Read the records and write them out again exactly.
[[ SOURCE MATERIAL, beginning ]]
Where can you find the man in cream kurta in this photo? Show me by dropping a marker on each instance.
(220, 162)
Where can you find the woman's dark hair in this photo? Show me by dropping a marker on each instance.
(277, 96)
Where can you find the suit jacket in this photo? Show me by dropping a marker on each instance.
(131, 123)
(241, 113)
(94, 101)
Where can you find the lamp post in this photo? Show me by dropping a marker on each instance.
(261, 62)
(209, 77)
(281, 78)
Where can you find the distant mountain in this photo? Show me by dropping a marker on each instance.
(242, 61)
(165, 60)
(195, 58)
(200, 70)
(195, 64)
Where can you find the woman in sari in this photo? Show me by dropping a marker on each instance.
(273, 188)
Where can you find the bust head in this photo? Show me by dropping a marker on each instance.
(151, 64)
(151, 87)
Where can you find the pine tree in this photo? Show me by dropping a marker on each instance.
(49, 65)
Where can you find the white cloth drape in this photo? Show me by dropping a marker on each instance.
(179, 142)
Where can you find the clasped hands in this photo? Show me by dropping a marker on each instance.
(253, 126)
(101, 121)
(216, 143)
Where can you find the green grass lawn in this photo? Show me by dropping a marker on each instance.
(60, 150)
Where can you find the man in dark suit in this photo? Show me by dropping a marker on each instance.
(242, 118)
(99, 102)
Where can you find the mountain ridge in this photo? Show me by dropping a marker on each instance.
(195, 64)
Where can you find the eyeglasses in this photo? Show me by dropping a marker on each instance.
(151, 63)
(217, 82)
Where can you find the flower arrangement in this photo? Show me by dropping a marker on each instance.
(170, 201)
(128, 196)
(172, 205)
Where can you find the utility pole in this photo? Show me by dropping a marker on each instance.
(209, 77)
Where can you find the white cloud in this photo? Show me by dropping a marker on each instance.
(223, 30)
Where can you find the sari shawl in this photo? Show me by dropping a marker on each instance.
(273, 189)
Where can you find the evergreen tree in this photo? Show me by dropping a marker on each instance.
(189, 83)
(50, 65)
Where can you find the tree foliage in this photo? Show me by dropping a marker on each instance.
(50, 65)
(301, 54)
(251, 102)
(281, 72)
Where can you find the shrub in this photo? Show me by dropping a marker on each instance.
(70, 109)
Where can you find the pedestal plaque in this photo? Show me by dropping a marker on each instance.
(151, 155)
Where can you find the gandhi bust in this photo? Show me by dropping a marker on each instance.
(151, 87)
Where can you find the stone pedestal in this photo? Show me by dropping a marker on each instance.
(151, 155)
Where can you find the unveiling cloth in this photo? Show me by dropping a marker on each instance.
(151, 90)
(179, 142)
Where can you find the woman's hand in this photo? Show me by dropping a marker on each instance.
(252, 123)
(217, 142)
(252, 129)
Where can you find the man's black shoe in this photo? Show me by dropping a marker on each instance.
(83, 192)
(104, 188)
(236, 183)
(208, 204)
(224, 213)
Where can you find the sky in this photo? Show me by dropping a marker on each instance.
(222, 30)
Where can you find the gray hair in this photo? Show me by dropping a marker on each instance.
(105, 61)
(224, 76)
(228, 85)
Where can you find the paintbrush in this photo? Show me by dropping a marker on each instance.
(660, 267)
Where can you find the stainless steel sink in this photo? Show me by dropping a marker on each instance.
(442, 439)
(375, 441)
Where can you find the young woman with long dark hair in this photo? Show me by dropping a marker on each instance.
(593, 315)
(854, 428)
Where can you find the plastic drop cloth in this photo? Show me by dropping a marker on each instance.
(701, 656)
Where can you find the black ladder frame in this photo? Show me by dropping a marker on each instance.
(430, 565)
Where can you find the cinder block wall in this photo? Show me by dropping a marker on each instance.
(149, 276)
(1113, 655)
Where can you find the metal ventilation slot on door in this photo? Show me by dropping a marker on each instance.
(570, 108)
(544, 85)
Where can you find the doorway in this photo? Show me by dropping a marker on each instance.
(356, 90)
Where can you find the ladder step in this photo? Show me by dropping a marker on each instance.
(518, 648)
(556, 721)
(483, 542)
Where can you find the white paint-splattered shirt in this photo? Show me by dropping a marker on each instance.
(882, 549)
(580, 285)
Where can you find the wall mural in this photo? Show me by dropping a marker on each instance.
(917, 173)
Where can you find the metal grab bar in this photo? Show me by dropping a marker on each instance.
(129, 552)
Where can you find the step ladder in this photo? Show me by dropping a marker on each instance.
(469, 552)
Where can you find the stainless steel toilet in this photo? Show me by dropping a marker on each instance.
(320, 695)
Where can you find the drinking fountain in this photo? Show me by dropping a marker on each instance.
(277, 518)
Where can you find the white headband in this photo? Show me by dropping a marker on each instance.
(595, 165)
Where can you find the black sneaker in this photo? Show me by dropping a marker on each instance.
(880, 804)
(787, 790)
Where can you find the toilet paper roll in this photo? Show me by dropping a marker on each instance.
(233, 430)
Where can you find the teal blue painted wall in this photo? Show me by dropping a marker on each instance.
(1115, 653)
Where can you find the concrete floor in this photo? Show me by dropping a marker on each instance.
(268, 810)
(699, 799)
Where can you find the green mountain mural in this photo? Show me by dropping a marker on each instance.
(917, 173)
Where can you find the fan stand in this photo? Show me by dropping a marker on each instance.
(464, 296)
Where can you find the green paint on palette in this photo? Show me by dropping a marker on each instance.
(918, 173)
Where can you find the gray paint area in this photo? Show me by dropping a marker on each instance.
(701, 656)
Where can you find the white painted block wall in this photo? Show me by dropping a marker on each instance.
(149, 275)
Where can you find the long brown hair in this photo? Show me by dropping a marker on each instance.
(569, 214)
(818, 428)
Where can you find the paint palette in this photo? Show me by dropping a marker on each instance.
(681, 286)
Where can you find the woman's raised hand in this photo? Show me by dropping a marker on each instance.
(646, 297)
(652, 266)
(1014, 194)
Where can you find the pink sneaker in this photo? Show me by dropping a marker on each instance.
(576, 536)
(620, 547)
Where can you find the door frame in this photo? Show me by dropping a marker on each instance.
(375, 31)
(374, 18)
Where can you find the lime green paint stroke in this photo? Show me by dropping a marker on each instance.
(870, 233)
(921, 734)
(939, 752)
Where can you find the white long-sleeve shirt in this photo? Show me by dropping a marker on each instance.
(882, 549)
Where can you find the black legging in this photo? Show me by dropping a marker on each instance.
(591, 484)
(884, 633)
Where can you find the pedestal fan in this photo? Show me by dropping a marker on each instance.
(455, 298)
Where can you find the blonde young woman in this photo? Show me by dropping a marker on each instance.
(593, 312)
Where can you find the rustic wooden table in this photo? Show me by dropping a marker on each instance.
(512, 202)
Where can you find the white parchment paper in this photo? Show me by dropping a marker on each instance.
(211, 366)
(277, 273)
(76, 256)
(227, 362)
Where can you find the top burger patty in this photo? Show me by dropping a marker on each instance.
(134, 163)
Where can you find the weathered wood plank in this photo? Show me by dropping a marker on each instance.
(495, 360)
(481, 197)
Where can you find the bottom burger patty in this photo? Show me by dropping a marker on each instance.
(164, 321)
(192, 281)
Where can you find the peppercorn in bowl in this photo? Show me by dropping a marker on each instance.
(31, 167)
[[ SOURCE MATERIAL, end ]]
§ **TASK OUTPUT**
Where can you find the man in cream kurta in this photo? Show me by dropping a marker on each instance.
(220, 162)
Where can you find the woman's dark hair in this photo? Show me by dropping a marker on each instance.
(277, 96)
Where can you find the suit jacket in this photo? Show me by dropping a marker on each instance.
(131, 123)
(241, 113)
(94, 101)
Where can you find the lamp post in this photo? Show me by dropping a marker on each instance.
(261, 62)
(209, 77)
(281, 78)
Where can you find the distant mountain in this photo? Show me by dropping a marker on each instance.
(242, 61)
(165, 60)
(195, 58)
(200, 70)
(195, 64)
Where can you find the woman in sari in this photo? Show me by dropping a marker on each instance.
(273, 188)
Where can you find the bust head in this photo? Show me by dropping a marker on each instance.
(151, 64)
(151, 87)
Where can you find the pine tree in this photo? Show me by dropping a marker on each instance.
(49, 65)
Where can you find the white cloth drape in this photo? Show me by dropping a marker on each instance.
(179, 142)
Where can you find the clasped hands in this photo? Show me by dropping a marker on each instance.
(253, 126)
(101, 121)
(216, 143)
Where can you find the green grass lawn in this photo? Show me by dropping a marker on each instance.
(60, 150)
Where can you find the man in dark suit in this photo? Show me by dropping a marker on each instance.
(242, 118)
(99, 102)
Where can you find the mountain ridge in this photo? Show me by dropping a marker on each instance.
(195, 64)
Where can you find the eyeglasses in this photo? Show me by dropping a marker on each instance.
(151, 63)
(217, 82)
Where can you find the flower arrangement in this photo? Show me by dropping a marker on each instance.
(170, 201)
(128, 196)
(172, 205)
Where can you find the utility pole in this photo? Show me by dropping a marker on each instance.
(209, 77)
Where can you find the white cloud in this photo? Show me by dropping a marker on each instance.
(223, 30)
Where can you find the sari shawl in this photo? Show me by dropping a marker on each instance.
(273, 189)
Where can you find the evergreen tree in this photo? Show me by dropping a marker on each instance.
(189, 83)
(50, 65)
Where can you find the tree foliage in this photo? Show me by dropping a marker on each instance.
(50, 65)
(301, 54)
(251, 102)
(281, 72)
Where can you find the shrub in this photo? Show me by dropping a marker on each instance.
(70, 109)
Where can you find the pedestal plaque in this photo? Show me by dropping a marker on each instance.
(151, 155)
Where can you find the gandhi bust in this photo? Show me by dropping a marker on each instance.
(151, 87)
Where can you find the stone pedestal in this photo? Show me by dropping a marker on each instance.
(151, 155)
Where can you find the unveiling cloth in this photo? Show me by dropping a marker on each instance.
(151, 90)
(179, 142)
Where can you find the woman's hand in this photo? Show me by dropping a marker on each instance.
(252, 123)
(217, 142)
(252, 129)
Where can you find the man's black shoe in this photo? Show me by dropping a marker on each instance.
(83, 192)
(104, 188)
(236, 183)
(208, 204)
(224, 213)
Where can you find the sky in this photo? Show me by dropping a marker on each instance.
(222, 30)
Where can you find the gray hair in this photo? Show me by dropping a marker on each instance.
(105, 61)
(224, 76)
(228, 85)
Where can you find the paintbrush in this photo? Show me by dropping a marker on each instance.
(660, 267)
Where can you find the stainless steel sink in this photo? Show me by dropping a marker on each instance.
(442, 439)
(375, 441)
Where can you find the young woman with long dark hair in this photo? Show me by dropping a marker on each instance.
(593, 315)
(854, 428)
Where can you find the plastic drop cloth in this photo? Show me by dropping a marker on each instance.
(701, 656)
Where can you find the black ladder frame in this photo? Show me by dropping a marker on each instance.
(430, 565)
Where can you find the cinder block wall in this photo? Show me by dropping a marker on each instance.
(149, 276)
(1113, 655)
Where can you find the metal ventilation slot on door in this photo? Show me by dropping a marker on each instance.
(570, 108)
(544, 85)
Where can you find the doorway in this photo? Show me by dropping a marker on each instance.
(356, 90)
Where can you find the ladder step in this photo? Show me by dropping a marker on each instance.
(518, 648)
(556, 721)
(483, 542)
Where can you find the white paint-splattered shirt in this photo? Show me by dropping a marker on each instance.
(882, 549)
(580, 285)
Where can you find the wall mural in this photo? Show me by dropping a marker on each instance.
(917, 173)
Where can you find the metal grab bar in this photo? Show me by dropping a marker on each instance.
(129, 552)
Where can you find the step ladder in this photo? Show me by dropping a marker on each instance.
(469, 552)
Where can you find the stainless steel toilet in this photo? Show me by dropping a marker on each instance.
(320, 695)
Where can you find the drinking fountain in this photo? Show me by dropping a marker on each instance.
(277, 518)
Where can you find the white headband in this photo? Show me by dropping a marker on each instance.
(595, 165)
Where can you find the black sneaker in this photo? Show me by dropping a marker on each instance.
(880, 804)
(787, 790)
Where can you find the toilet paper roll in this photo? Show me by dropping a marker on each instance.
(233, 430)
Where can you find the teal blue painted wall in this photo? Show me by dropping a marker on each instance.
(1115, 653)
Where can you find the concrete floor in this photo? Show me by dropping a marker on each instance.
(268, 810)
(699, 799)
Where can you find the green mountain mural in this photo? Show me by dropping a marker on each instance.
(917, 173)
Where can you find the fan stand in this photo? Show me by dropping a marker on each instance.
(464, 296)
Where can you find the green paint on palette in this photo? Show me by dropping a marker on each instance.
(918, 173)
Where can you find the gray paint area in this photo? Show me by dropping a marker on each instance.
(701, 656)
Where can you find the white painted block wall in this photo? Show me by dropping a marker on each instance.
(149, 275)
Where can you find the long brown hair in this photo? Show me by dropping a marker on each instance.
(569, 214)
(818, 428)
Where can you find the paint palette in this photo? Show me by dropping a marker on each instance.
(681, 286)
Where can you find the woman's raised hand in this photo? Show me by dropping a marker on each instance.
(646, 297)
(652, 266)
(1014, 194)
Where can you find the pink sneaker in this photo? Show me by dropping a marker on each instance.
(576, 536)
(620, 547)
Where can you find the door frame in this photo? Show me by dropping a marker on each instance.
(375, 31)
(374, 18)
Where can you find the lime green paint stroke in this photo? Show me by dropping a marker on each instance.
(870, 233)
(921, 734)
(939, 752)
Where can you find the white long-sleeve shirt in this photo? Show me by dropping a marker on each instance.
(882, 549)
Where can you find the black legging in this photo? Show me by dropping a marker on each instance.
(591, 484)
(884, 633)
Where can you find the pedestal fan in this photo? Show me by dropping a marker on each instance.
(455, 298)
Where can you find the blonde young woman in this photo? Show me by dropping a marker on each instance.
(593, 312)
Where can you find the rustic wooden table in this photo? Show me by dropping a marker on each instance.
(512, 202)
Where can you find the white parchment paper in this photo? Show me by dropping a marker on each instance.
(211, 366)
(277, 273)
(76, 256)
(227, 362)
Where can you find the top burger patty in this photo? Show me by dropping a marker on each instance.
(134, 163)
Where can you find the weathered wood plank in this photo? Show me by dropping a marker on each instance.
(495, 360)
(481, 197)
Where can you find the bottom burger patty in this photo? Show me by dropping a marker on each instance.
(164, 321)
(192, 281)
Where can you find the peppercorn in bowl in this photo? Show me by dropping a marker on each instance.
(31, 167)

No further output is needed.